**Problem description**
Identify every row below that contains the word "door", and copy each of those rows in full. Case counts.

**Entries**
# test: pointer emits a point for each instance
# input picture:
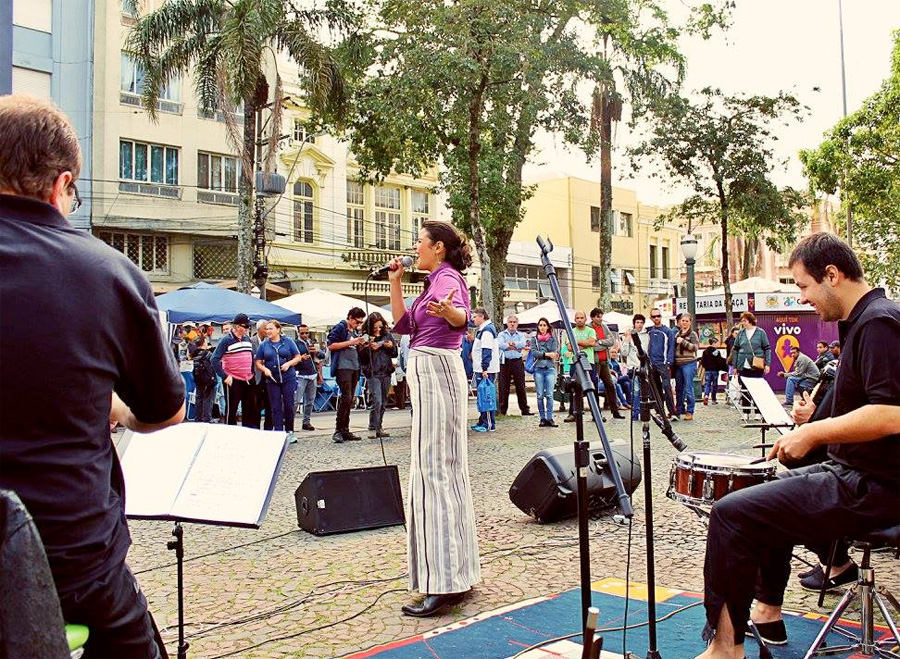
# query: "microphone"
(405, 260)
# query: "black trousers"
(512, 369)
(753, 531)
(347, 379)
(115, 611)
(243, 393)
(260, 403)
(609, 385)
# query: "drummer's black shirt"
(77, 321)
(869, 373)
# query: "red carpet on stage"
(505, 632)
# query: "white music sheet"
(769, 406)
(231, 475)
(202, 472)
(155, 465)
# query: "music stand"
(202, 473)
(774, 416)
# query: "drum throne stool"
(869, 597)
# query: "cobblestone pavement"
(281, 592)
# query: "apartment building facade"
(166, 191)
(646, 262)
(46, 50)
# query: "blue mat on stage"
(505, 632)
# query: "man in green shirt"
(586, 338)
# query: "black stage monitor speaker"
(546, 487)
(349, 500)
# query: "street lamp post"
(689, 249)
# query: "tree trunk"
(726, 277)
(474, 152)
(606, 213)
(246, 208)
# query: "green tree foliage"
(223, 44)
(860, 156)
(467, 83)
(722, 147)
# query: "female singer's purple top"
(432, 331)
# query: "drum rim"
(682, 460)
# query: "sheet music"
(202, 472)
(154, 466)
(769, 406)
(231, 475)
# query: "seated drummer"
(752, 532)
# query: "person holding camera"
(343, 344)
(377, 358)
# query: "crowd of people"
(62, 489)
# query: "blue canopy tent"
(204, 302)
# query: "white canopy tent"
(549, 310)
(621, 321)
(321, 309)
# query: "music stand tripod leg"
(177, 545)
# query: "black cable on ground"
(314, 629)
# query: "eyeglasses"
(76, 200)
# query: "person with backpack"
(204, 379)
(712, 363)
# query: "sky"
(772, 45)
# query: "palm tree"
(223, 45)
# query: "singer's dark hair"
(369, 325)
(459, 253)
(818, 251)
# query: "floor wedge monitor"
(546, 486)
(349, 500)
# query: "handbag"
(529, 362)
(487, 396)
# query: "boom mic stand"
(583, 387)
(651, 395)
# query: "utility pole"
(260, 267)
(844, 99)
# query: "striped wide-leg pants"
(442, 544)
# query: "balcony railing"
(383, 287)
(152, 189)
(370, 258)
(171, 107)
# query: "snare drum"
(702, 477)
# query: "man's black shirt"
(77, 321)
(869, 374)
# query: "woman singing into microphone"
(442, 546)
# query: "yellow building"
(646, 262)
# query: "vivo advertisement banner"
(785, 321)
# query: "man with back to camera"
(661, 351)
(511, 343)
(233, 361)
(606, 339)
(752, 532)
(802, 377)
(116, 368)
(260, 392)
(343, 344)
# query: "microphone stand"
(583, 388)
(651, 395)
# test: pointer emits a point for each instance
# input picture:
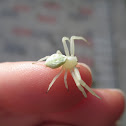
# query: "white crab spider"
(68, 63)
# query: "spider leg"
(72, 43)
(65, 80)
(78, 84)
(54, 79)
(42, 59)
(78, 76)
(64, 39)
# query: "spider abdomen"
(70, 63)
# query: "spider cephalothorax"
(67, 62)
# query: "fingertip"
(24, 88)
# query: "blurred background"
(32, 29)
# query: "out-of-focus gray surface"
(31, 29)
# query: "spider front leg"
(65, 80)
(78, 76)
(64, 39)
(72, 48)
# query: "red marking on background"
(81, 42)
(86, 11)
(24, 8)
(47, 19)
(86, 60)
(52, 5)
(22, 31)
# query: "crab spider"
(67, 62)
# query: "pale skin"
(23, 101)
(70, 65)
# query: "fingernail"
(119, 91)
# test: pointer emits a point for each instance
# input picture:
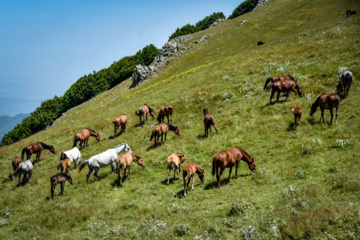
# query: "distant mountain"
(8, 123)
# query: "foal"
(189, 172)
(174, 161)
(209, 121)
(165, 111)
(161, 129)
(124, 161)
(120, 121)
(297, 114)
(59, 178)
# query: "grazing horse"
(15, 162)
(161, 129)
(228, 159)
(209, 121)
(64, 165)
(276, 78)
(189, 172)
(284, 86)
(74, 155)
(25, 168)
(350, 12)
(326, 101)
(165, 111)
(59, 178)
(174, 161)
(120, 121)
(104, 159)
(124, 161)
(297, 114)
(35, 148)
(345, 80)
(143, 111)
(83, 137)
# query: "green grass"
(306, 188)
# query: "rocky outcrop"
(260, 4)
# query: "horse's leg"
(88, 175)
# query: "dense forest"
(95, 83)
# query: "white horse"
(104, 159)
(25, 168)
(74, 155)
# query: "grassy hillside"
(306, 187)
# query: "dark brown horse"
(83, 137)
(326, 101)
(59, 178)
(165, 111)
(161, 129)
(228, 159)
(209, 121)
(15, 162)
(297, 114)
(275, 79)
(284, 86)
(35, 148)
(120, 121)
(143, 111)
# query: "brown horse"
(59, 178)
(326, 101)
(120, 121)
(64, 165)
(277, 78)
(161, 129)
(284, 86)
(228, 159)
(35, 148)
(297, 114)
(124, 161)
(83, 137)
(209, 121)
(189, 172)
(165, 111)
(174, 161)
(143, 111)
(15, 162)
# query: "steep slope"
(307, 185)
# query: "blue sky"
(45, 46)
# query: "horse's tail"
(152, 134)
(266, 83)
(75, 141)
(214, 165)
(83, 165)
(23, 153)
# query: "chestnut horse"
(228, 159)
(277, 78)
(165, 111)
(284, 86)
(15, 162)
(326, 101)
(174, 161)
(120, 121)
(297, 114)
(161, 129)
(59, 178)
(189, 171)
(36, 148)
(209, 121)
(83, 137)
(124, 161)
(143, 111)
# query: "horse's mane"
(91, 130)
(45, 145)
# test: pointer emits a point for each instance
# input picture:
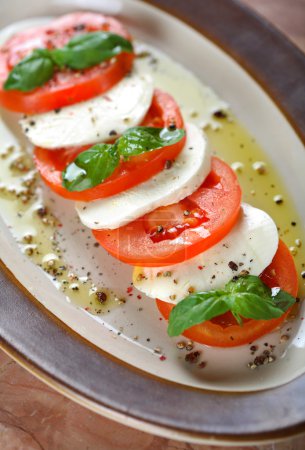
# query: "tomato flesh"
(223, 331)
(214, 209)
(163, 112)
(67, 86)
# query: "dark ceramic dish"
(43, 344)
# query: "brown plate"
(69, 363)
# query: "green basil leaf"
(246, 297)
(252, 306)
(90, 49)
(138, 140)
(283, 300)
(91, 167)
(31, 72)
(195, 309)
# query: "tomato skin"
(163, 112)
(223, 331)
(219, 199)
(66, 87)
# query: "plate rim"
(39, 313)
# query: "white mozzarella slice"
(167, 187)
(250, 246)
(95, 120)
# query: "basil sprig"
(95, 165)
(81, 52)
(247, 297)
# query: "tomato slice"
(175, 233)
(223, 331)
(67, 86)
(163, 112)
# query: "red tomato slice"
(199, 221)
(163, 112)
(67, 86)
(223, 331)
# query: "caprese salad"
(145, 182)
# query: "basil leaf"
(283, 300)
(247, 297)
(195, 309)
(90, 49)
(91, 167)
(31, 72)
(138, 140)
(252, 306)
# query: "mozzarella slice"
(96, 120)
(169, 186)
(250, 246)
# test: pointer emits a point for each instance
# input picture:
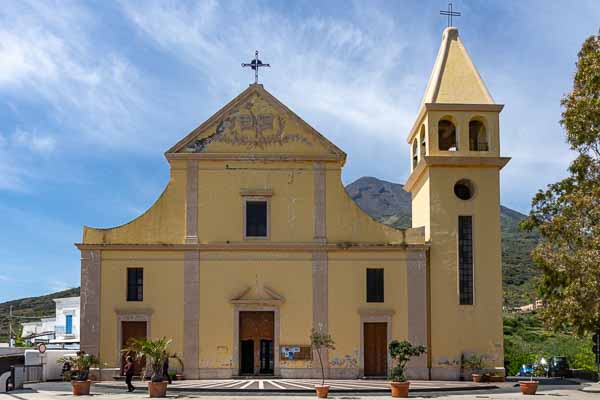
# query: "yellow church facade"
(254, 242)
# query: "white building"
(63, 329)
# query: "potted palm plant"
(401, 353)
(156, 353)
(530, 387)
(321, 341)
(476, 363)
(79, 371)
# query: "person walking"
(166, 370)
(129, 369)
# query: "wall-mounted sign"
(295, 352)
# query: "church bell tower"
(454, 183)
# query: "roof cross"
(450, 14)
(255, 65)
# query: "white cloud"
(22, 157)
(325, 67)
(35, 142)
(51, 52)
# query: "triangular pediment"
(255, 123)
(455, 79)
(258, 294)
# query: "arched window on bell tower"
(415, 153)
(447, 135)
(478, 140)
(423, 146)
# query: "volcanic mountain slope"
(390, 204)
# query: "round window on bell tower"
(464, 189)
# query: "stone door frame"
(142, 315)
(235, 362)
(374, 316)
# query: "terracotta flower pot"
(81, 388)
(528, 387)
(322, 391)
(399, 389)
(157, 389)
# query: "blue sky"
(93, 92)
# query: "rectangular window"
(465, 259)
(69, 325)
(375, 285)
(256, 218)
(135, 284)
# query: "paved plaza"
(189, 389)
(305, 385)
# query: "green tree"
(320, 340)
(567, 213)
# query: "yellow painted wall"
(460, 82)
(480, 324)
(287, 274)
(347, 295)
(162, 223)
(163, 294)
(291, 206)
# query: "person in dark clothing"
(129, 370)
(166, 370)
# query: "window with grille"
(135, 284)
(465, 259)
(374, 285)
(256, 218)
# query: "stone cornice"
(256, 157)
(453, 161)
(255, 246)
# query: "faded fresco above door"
(260, 124)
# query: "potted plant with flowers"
(476, 363)
(530, 387)
(156, 353)
(321, 341)
(401, 353)
(79, 371)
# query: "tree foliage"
(567, 213)
(320, 340)
(156, 352)
(401, 353)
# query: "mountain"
(390, 204)
(31, 307)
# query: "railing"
(32, 373)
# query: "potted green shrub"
(79, 371)
(476, 363)
(321, 341)
(530, 387)
(401, 353)
(156, 352)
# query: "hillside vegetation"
(41, 306)
(526, 341)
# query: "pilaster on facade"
(320, 222)
(418, 310)
(191, 203)
(191, 313)
(90, 301)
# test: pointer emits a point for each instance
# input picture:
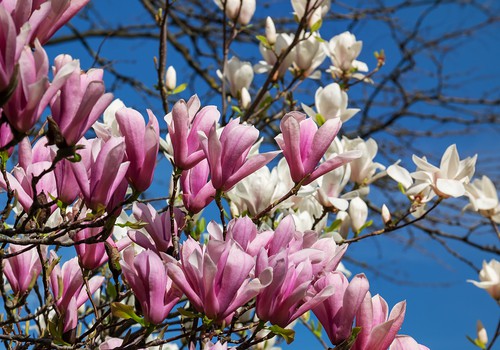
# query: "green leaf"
(315, 27)
(179, 89)
(287, 334)
(133, 225)
(334, 226)
(4, 156)
(126, 312)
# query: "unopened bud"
(386, 214)
(245, 98)
(270, 31)
(482, 336)
(171, 78)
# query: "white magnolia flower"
(446, 181)
(240, 11)
(270, 55)
(239, 74)
(109, 127)
(315, 9)
(483, 197)
(171, 78)
(343, 50)
(331, 102)
(489, 278)
(308, 55)
(358, 212)
(255, 192)
(270, 31)
(245, 98)
(363, 169)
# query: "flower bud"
(171, 78)
(245, 98)
(358, 211)
(386, 215)
(482, 336)
(270, 31)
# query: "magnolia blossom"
(358, 212)
(103, 183)
(240, 11)
(184, 124)
(11, 47)
(109, 126)
(304, 145)
(337, 312)
(313, 9)
(147, 275)
(141, 145)
(68, 289)
(23, 269)
(405, 342)
(255, 192)
(330, 102)
(308, 55)
(228, 154)
(363, 168)
(33, 91)
(271, 54)
(489, 278)
(446, 181)
(171, 78)
(81, 99)
(483, 198)
(158, 227)
(216, 277)
(197, 189)
(239, 74)
(378, 327)
(343, 51)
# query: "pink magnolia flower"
(32, 162)
(244, 232)
(157, 226)
(405, 342)
(45, 17)
(80, 101)
(33, 92)
(183, 128)
(146, 274)
(337, 312)
(142, 143)
(216, 277)
(290, 294)
(46, 23)
(227, 155)
(11, 46)
(304, 145)
(378, 327)
(93, 255)
(68, 289)
(197, 189)
(23, 269)
(103, 184)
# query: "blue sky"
(442, 307)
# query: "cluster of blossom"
(276, 259)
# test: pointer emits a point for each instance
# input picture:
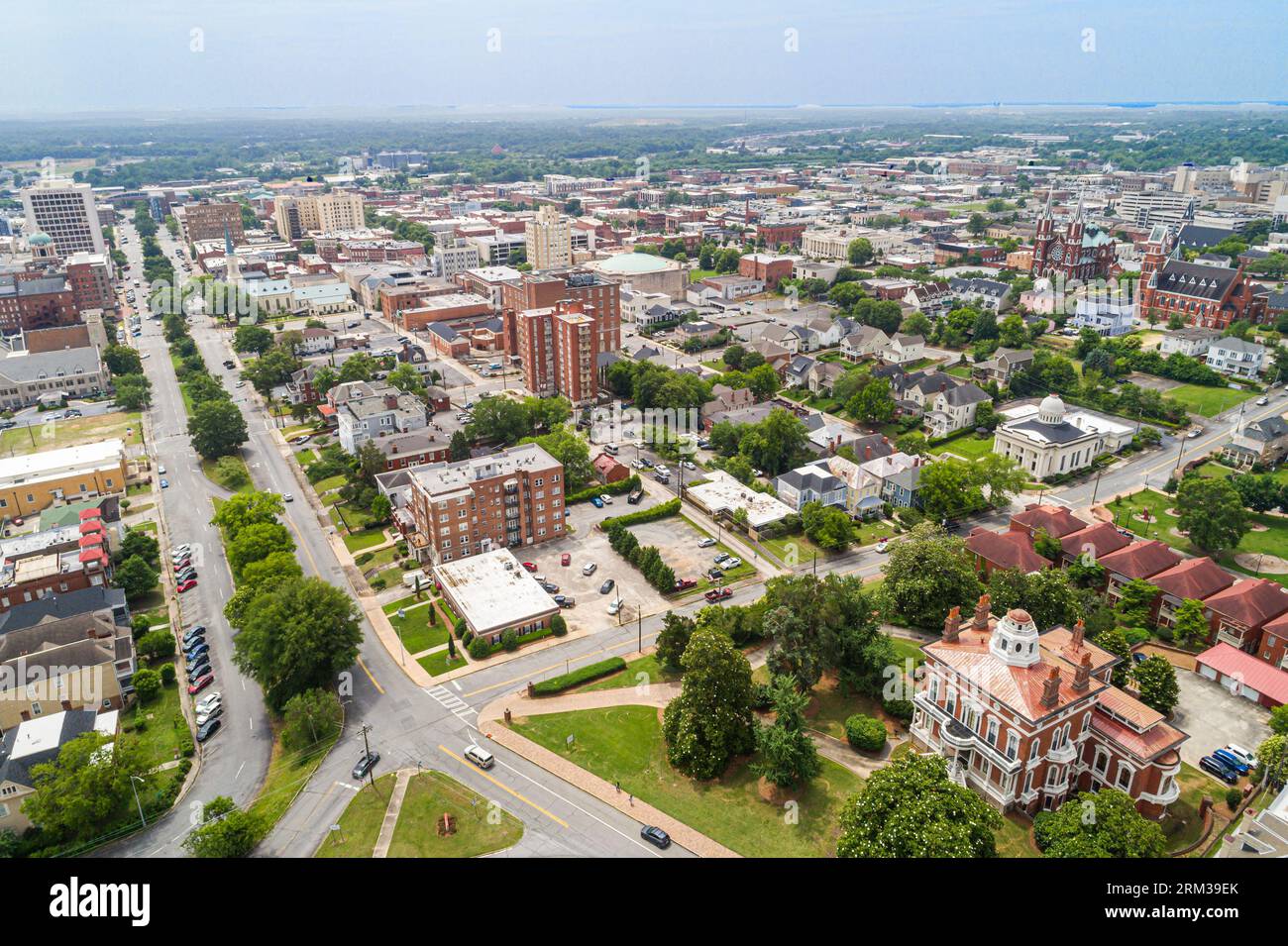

**Exercise answer**
# query: "stone door frame"
# query: "faded fresco above door"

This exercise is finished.